Problem statement » Copy, word for word, the items below from the line containing "Note to the class: mark the red table" through the end of the items, with both ends included.

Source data
## Start
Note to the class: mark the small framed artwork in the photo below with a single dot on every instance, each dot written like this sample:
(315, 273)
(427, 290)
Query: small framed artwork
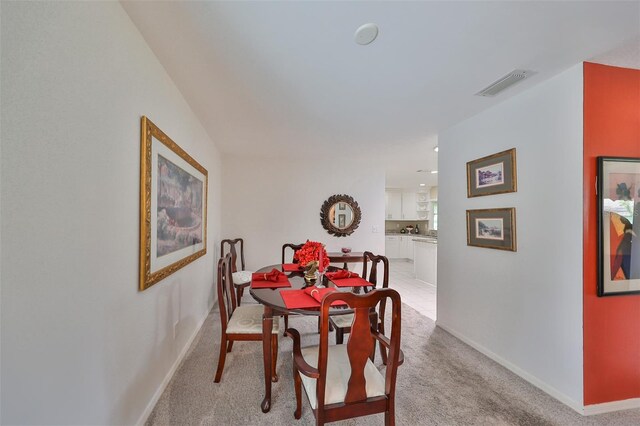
(618, 192)
(173, 206)
(495, 174)
(492, 228)
(341, 220)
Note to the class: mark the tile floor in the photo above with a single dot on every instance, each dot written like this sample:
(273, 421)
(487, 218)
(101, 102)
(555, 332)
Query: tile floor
(420, 295)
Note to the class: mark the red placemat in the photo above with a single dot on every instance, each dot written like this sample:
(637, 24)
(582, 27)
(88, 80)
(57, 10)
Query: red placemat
(351, 282)
(283, 281)
(298, 299)
(291, 267)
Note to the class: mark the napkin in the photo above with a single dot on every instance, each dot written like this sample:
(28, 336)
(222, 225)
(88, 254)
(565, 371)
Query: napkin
(318, 293)
(302, 299)
(274, 276)
(341, 274)
(291, 267)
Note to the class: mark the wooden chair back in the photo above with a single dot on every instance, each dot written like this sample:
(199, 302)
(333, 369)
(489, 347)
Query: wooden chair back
(370, 267)
(294, 247)
(360, 346)
(233, 250)
(226, 294)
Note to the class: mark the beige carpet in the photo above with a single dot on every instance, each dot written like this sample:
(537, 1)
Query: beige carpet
(442, 382)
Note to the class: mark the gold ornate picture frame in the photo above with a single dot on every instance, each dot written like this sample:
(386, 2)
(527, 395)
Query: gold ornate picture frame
(173, 206)
(492, 228)
(494, 174)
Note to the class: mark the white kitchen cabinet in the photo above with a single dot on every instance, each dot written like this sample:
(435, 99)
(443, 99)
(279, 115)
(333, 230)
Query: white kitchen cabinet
(392, 246)
(409, 211)
(393, 205)
(426, 261)
(407, 247)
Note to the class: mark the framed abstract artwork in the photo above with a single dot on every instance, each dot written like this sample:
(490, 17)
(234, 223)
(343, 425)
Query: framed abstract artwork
(495, 174)
(618, 192)
(173, 206)
(492, 228)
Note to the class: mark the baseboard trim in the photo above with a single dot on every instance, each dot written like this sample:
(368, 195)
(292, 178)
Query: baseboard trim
(154, 400)
(576, 406)
(608, 407)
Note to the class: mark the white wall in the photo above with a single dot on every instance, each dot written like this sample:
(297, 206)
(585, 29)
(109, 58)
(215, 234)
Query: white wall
(523, 308)
(269, 202)
(80, 344)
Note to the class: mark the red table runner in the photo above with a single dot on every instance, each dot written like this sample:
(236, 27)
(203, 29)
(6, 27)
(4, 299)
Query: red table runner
(350, 282)
(298, 299)
(283, 281)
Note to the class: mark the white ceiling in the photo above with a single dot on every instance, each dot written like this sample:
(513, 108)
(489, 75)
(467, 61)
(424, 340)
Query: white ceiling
(287, 78)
## End
Written response »
Note to the class: mark the red table runner in the photo above with a single dot on every instance, each dot written like this sample:
(236, 27)
(203, 29)
(6, 27)
(4, 299)
Query: red table runner
(350, 282)
(298, 299)
(283, 281)
Note to the class: mark the white ceiling in the photo above with a single dot on every instance, each dot written like this sample:
(513, 108)
(489, 75)
(467, 61)
(424, 340)
Query: white ceiling
(287, 78)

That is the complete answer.